Actions to take |
(A) Which three fields does the cosmology passage name as the main ones affected?
(B) Write the next few sentences of the cosmology passage, picking up after its final sentence.

Page excerpt |
The main test of the ideas we have argued for, as of any new scientific ideas, is whether they generate a new agenda for research in science that succeeds in generating new knowledge even as it instigates a new paradigm for the organization of our ideas about nature. In this last chapter of this book I show that it is already doing so. The main fields affected are cosmology, quantum gravity, and the foundations of quantum theory.

The agenda for observational cosmology

The first field affected by our program is cosmology, where indeed there already is a split between those investigating pluralistic models of cosmology and those developing models based on a succession of universes. We have said enough about the failure of many-universe cosmologies to generate falsifiable predictions (but for those readers needing more convincing of this, see [7, 10, 9]) and need only contrast this with the genuine predictions generated by cosmological scenarios which assume the big bang is not the first moment of time, but a passage before which the universe existed, if possibly under different laws. Three examples, discussed above, suffice to demonstrate the claim that such successional hypotheses can and do generate falsifiable predictions for doable experiments.

Entries for bounding box labeling |
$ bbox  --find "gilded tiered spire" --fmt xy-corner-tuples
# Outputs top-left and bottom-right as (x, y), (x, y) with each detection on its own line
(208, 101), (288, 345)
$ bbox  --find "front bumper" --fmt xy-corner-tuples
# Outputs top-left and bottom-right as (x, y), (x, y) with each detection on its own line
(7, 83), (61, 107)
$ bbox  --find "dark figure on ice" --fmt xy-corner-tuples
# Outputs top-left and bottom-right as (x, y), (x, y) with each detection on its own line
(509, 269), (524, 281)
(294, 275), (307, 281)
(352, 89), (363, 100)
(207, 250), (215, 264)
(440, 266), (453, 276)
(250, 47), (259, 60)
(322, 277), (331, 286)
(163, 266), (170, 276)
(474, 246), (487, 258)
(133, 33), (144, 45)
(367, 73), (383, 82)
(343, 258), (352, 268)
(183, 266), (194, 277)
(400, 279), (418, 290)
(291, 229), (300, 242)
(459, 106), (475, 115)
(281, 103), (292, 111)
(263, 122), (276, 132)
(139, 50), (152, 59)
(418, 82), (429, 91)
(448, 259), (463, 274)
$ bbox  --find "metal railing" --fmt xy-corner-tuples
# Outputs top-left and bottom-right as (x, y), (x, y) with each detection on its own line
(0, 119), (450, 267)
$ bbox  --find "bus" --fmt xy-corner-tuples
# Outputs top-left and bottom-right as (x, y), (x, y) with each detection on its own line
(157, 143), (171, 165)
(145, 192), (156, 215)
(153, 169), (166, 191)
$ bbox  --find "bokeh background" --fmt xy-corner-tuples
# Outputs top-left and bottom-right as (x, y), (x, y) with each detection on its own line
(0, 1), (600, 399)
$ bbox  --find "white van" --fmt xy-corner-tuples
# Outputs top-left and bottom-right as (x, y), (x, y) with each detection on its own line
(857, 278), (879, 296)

In response |
(A) Cosmology, quantum gravity, and the foundations of quantum theory.

(B)
  • The cyclic cosmologies of Steinhardt, Turok, and collaborators make two predictions for the structure of the fluctuations in the CMB which strongly distinguish them from predictions of generic inflation models [56]. (The qualifier “generic” is necessary because inflation models can be fine-tuned to generate diverse predictions.) These are an absence of tensor modes and a significant non-Gaussianity. Both predictions are being tested in data from the Planck satellite which is being analyzed as of this writing.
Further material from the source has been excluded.